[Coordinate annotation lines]
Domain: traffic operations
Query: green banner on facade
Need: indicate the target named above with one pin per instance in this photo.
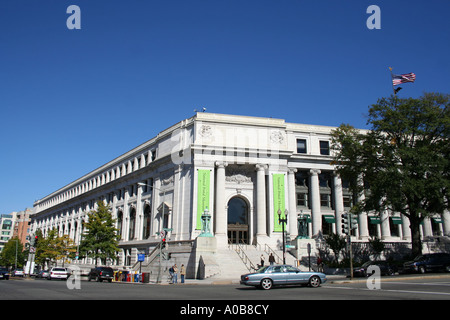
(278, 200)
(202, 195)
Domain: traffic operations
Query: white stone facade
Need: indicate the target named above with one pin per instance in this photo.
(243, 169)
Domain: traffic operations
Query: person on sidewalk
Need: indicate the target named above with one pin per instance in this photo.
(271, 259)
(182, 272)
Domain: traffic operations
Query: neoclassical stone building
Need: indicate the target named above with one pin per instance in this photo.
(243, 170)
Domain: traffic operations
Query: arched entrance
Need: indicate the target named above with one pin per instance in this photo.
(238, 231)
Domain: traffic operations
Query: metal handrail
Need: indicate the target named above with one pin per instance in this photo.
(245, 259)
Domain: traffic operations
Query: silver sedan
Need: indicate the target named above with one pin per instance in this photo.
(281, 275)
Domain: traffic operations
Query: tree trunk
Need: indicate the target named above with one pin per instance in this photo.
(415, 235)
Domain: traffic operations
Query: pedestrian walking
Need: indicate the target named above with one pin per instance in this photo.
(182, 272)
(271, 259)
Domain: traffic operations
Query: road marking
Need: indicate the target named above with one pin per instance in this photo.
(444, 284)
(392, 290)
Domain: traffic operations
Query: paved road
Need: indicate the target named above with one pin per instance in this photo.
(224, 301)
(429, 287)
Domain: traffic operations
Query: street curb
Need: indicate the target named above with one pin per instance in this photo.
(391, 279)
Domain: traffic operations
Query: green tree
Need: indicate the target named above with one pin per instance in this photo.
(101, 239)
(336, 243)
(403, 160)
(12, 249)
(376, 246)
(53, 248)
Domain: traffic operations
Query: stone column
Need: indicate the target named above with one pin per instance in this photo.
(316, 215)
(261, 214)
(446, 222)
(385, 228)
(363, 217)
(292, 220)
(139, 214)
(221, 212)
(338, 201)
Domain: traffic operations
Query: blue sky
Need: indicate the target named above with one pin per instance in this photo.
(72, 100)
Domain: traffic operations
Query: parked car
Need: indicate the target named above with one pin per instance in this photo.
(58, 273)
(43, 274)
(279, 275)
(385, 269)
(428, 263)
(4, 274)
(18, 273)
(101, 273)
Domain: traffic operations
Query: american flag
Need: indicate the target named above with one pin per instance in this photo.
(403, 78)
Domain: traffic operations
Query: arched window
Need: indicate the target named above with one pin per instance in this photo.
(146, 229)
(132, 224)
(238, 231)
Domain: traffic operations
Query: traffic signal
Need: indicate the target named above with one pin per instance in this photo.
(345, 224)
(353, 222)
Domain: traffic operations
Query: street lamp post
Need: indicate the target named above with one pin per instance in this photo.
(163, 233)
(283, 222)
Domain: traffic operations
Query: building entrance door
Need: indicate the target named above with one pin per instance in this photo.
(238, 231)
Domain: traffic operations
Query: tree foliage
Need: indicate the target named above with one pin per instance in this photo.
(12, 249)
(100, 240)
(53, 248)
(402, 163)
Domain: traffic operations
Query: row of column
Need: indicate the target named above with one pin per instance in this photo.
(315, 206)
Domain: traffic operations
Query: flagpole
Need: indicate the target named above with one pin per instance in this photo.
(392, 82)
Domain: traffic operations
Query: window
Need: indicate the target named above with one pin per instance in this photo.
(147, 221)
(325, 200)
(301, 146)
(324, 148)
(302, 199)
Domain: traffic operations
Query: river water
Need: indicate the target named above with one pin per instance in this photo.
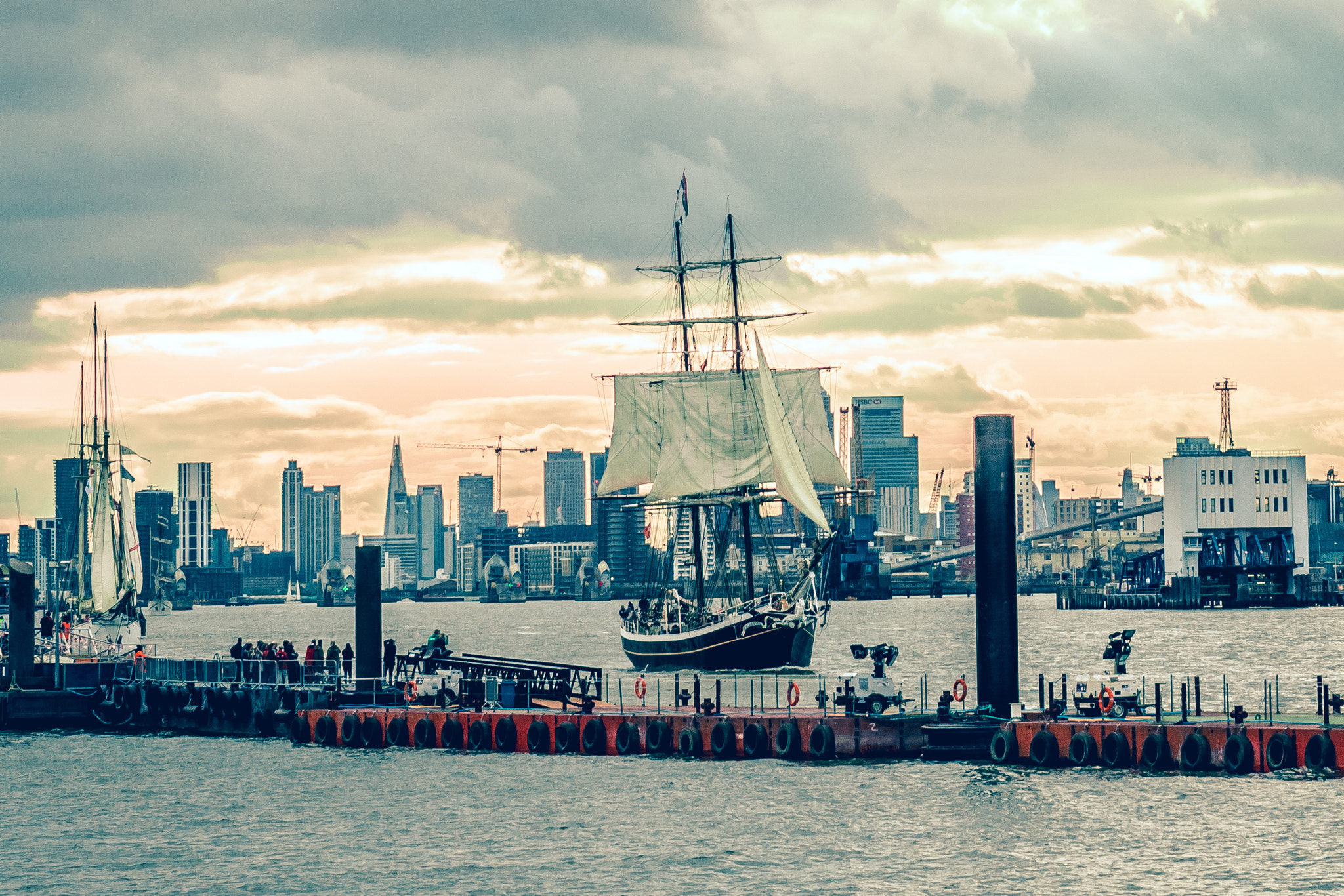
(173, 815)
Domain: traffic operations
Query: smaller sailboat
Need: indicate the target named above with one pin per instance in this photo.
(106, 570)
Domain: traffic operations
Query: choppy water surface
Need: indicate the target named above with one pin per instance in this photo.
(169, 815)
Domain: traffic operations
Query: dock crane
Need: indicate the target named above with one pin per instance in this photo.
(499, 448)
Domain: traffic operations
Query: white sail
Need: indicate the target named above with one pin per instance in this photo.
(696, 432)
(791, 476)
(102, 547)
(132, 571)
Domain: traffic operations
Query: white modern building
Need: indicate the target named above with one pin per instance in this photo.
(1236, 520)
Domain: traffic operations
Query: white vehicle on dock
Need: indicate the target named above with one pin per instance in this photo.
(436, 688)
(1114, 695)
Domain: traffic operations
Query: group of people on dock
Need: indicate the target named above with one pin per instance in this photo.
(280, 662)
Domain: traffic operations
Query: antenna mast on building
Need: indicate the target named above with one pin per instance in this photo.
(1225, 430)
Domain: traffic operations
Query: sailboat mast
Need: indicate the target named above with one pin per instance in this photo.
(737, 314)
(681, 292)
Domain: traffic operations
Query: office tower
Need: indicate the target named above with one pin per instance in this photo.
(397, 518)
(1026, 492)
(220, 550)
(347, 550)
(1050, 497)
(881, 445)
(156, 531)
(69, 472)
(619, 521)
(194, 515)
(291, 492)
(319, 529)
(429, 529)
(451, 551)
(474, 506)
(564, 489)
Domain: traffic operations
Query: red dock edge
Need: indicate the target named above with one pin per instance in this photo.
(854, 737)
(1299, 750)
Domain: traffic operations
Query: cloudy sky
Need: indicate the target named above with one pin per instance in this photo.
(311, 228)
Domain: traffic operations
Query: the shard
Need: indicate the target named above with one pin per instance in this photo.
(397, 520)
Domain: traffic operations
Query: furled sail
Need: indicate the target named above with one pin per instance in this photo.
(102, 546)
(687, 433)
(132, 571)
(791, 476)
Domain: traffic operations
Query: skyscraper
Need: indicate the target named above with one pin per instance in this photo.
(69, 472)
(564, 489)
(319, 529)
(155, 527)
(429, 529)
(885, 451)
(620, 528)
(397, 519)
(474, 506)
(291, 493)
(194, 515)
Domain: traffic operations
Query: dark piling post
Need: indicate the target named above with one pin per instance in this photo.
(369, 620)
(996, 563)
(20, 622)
* * *
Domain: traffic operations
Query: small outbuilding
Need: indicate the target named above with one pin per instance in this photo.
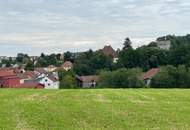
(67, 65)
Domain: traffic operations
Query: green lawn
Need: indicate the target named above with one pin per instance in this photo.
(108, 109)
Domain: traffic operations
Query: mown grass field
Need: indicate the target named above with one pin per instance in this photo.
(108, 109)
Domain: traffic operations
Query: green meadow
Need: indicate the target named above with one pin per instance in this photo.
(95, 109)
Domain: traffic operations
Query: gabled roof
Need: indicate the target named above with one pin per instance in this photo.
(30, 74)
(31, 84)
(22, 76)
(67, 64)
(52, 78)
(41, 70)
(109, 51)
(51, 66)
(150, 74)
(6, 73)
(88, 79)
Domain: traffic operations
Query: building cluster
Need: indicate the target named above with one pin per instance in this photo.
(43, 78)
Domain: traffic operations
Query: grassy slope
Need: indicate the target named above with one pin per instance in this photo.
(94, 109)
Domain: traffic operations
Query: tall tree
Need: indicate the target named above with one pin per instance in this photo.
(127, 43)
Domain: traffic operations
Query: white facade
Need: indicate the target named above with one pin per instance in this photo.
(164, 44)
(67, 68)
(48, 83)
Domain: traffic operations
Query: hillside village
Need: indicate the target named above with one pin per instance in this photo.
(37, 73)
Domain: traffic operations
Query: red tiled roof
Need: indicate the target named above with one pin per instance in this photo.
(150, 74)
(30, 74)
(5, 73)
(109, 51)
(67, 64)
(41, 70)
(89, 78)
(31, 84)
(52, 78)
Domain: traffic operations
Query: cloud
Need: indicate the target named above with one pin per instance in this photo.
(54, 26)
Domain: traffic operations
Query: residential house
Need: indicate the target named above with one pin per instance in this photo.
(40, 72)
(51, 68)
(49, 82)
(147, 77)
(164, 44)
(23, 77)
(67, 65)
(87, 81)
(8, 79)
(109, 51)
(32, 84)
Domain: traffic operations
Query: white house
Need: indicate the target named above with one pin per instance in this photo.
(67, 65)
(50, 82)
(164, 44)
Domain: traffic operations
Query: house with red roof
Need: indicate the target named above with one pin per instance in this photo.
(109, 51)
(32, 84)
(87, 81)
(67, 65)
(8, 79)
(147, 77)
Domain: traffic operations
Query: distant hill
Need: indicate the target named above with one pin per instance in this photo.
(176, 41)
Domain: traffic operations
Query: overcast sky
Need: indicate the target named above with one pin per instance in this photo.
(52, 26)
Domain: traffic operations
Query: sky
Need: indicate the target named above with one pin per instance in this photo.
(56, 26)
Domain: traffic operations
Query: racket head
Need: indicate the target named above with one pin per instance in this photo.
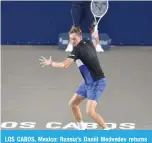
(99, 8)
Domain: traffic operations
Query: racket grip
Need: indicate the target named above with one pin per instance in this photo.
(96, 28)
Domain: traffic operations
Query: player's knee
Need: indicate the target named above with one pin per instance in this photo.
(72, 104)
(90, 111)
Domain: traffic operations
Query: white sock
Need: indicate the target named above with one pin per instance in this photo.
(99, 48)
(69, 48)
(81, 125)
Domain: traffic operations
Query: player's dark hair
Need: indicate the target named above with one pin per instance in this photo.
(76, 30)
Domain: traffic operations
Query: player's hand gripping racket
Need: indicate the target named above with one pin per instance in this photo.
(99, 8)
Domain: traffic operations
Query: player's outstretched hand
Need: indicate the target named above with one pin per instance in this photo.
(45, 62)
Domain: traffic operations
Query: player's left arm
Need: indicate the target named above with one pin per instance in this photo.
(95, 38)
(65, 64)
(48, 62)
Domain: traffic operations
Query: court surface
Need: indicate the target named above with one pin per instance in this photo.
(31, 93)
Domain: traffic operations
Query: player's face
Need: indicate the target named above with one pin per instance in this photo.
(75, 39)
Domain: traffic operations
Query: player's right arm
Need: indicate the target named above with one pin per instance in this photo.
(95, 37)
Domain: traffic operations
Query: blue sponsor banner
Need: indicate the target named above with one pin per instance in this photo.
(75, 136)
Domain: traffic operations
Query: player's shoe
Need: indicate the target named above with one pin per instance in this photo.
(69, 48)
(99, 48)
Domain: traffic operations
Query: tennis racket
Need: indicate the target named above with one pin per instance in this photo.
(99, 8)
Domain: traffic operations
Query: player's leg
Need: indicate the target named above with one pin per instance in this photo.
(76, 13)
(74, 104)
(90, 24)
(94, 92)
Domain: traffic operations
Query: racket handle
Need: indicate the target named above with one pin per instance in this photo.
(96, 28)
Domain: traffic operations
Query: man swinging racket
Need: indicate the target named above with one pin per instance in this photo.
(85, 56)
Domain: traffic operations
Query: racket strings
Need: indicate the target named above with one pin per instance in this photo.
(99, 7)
* * *
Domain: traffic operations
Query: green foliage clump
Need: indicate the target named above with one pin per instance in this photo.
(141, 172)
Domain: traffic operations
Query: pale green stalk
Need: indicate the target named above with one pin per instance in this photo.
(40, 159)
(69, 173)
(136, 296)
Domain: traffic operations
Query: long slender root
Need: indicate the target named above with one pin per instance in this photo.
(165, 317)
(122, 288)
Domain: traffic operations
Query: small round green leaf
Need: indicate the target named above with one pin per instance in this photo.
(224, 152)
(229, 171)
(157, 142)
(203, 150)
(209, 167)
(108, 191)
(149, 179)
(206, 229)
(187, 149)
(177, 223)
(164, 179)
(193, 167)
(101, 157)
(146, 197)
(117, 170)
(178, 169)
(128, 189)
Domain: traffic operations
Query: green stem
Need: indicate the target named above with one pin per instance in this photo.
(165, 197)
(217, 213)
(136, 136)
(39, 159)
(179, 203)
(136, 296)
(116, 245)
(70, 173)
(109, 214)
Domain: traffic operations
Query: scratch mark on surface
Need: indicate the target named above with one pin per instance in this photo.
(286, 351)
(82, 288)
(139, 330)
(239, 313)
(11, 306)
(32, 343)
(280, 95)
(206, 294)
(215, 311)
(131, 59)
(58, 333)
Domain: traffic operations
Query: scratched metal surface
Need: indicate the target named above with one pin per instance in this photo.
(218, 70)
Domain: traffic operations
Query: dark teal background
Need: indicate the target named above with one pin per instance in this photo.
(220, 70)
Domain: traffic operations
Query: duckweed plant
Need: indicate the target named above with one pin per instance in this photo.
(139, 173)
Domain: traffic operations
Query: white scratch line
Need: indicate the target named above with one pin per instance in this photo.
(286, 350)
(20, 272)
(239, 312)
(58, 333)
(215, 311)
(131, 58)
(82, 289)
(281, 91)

§ **Do this**
How many lines in the records above contain the word "stone"? Case counts; give only the number.

§ **Answer below**
3